[Required work]
[1] How would you render this sentence from the shift-refactor documentation in Spanish: "Finds and selects a single node, throwing an error if zero or more than one is found."
[2] Answer these from the shift-refactor documentation:
(a) What does the declarations method return for each selected node?
(b) For .findMatchingExpression, what is the first statement of the passed source expected to be?
(c) In the .find example, what string replaces the literal whose value is 'World'?
[3] Retype the part of the shift-refactor documentation that opens with the words containing "Finds the declaration" and closes with "shift-refactor query object.".

[Reading passage]

Finds the declaration for the selected Identifier nodes.

Note:

Returns a list of Declaration objects for each selected node, not a shift-refactor query object.

Example

const { refactor } = require('shift-refactor');

const src = `
const myVariable = 2, otherVar = 3;
console.log(myVariable, otherVar);
`

$script = refactor(src);

// selects the parameters to console.log() and finds their declarations
const decls = $script('CallExpression[callee.object.name="console"][callee.property="log"] > .arguments').declarations();

.delete()

Delete nodes

Example

const { refactor } = require('shift-refactor');

$script = refactor('foo();bar();');

$script('ExpressionStatement[expression.callee.name="foo"]').delete();

.filter(iterator)

Filter selected nodes via passed iterator

Example

const { refactor } = require('shift-refactor');

const src = `
let doc = window.document;
function addListener(event, fn) {
  doc.addEventListener(event, fn);
}
`

$script = refactor(src);

const values = $script('BindingIdentifier').filter(node => node.name === 'doc');

.find(iterator)

Finds node via the passed iterator iterator

Example

const { refactor } = require('shift-refactor');

const src = `
const myMessage = "He" + "llo" + " " + "World";
`

$script = refactor(src);

$script('LiteralStringExpression')
  .find(node => node.value === 'World')
  .replace('"Reader"');

.findMatchingExpression(sampleSrc)

Finds an expression that closely matches the passed source.

Note:

Used for selecting nodes by source pattern instead of query. The passed source is parsed as a Script and the first statement is expected to be an ExpressionStatement.Matching is done by matching the properties of the parsed statement, ignoring additional properties/nodes in the source tree.

Example

const { refactor } = require('shift-refactor');

const src = `
const a = someFunction(paramOther);
const b = targetFunction(param1, param2);
`

$script = refactor(src);

const targetCallExpression = $script.findMatchingExpression('targetFunction(param1, param2)');

.findMatchingStatement(sampleSrc)

Finds a statement that matches the passed source.

Note:

Used for selecting nodes by source pattern vs query. The passed source is parsed as a Script and the first statement alone is used as the statement to match. Matching is done by matching the properties of the parsed statement, ignoring additional properties/nodes in the source tree.

Example

const { refactor } = require('shift-refactor');

const src = `
function someFunction(a,b) {
  var innerVariable = "Lots of stuff in here";
  foo(a);
  bar(b);
}
`

$script = refactor(src);

const targetDeclaration = $script.findMatchingStatement('function someFunction(a,b){}');

.findOne(selectorOrNode)

Finds and selects a single node, throwing an error if zero or more than one is found.

Note:

This is useful for when you want to target a single node but aren't sure how specific your query needs to be to target that node and only that node.

[Entries drawn from a collection]
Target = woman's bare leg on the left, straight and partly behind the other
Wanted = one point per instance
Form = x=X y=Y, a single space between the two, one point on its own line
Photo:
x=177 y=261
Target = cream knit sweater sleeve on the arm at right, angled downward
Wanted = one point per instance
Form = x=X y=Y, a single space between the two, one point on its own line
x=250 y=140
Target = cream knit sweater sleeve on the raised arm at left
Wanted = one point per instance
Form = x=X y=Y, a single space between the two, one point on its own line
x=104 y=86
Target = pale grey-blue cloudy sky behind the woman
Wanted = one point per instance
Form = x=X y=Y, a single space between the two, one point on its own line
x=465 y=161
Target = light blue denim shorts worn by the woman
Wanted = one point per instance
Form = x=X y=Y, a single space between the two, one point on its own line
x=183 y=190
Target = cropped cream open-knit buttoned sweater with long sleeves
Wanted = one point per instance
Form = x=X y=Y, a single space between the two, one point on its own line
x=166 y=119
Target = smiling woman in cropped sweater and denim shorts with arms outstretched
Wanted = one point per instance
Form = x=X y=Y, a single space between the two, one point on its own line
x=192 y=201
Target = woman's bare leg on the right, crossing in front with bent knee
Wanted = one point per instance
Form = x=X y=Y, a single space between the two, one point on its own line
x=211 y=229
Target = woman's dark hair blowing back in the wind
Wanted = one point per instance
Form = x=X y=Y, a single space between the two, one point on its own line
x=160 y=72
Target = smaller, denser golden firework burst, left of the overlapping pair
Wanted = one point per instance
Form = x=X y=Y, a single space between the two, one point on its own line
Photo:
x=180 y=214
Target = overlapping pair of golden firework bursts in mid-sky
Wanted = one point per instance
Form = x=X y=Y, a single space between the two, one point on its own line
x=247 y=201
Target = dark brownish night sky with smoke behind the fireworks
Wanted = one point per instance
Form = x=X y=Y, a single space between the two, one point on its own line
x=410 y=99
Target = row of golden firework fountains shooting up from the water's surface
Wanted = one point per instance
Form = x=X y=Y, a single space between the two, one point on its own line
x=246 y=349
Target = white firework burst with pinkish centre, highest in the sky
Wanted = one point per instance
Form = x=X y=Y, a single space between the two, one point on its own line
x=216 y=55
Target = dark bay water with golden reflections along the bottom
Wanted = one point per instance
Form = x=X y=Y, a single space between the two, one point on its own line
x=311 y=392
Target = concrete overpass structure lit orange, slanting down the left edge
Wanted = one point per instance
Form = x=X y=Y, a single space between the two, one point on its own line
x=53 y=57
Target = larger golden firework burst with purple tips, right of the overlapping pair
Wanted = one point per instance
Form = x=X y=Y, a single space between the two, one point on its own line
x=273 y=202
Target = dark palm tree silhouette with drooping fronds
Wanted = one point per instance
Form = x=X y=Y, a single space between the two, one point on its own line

[Written responses]
[1] Encuentra y selecciona un único nodo, y lanza un error si se encuentran cero nodos o más de uno.

[2]
(a) A list of Declaration objects, not a shift-refactor query object.
(b) An ExpressionStatement.
(c) '"Reader"'

[3]
Finds the declaration for the selected Identifier nodes.

Note:

Returns a list of Declaration objects for each selected node, not a shift-refactor query object.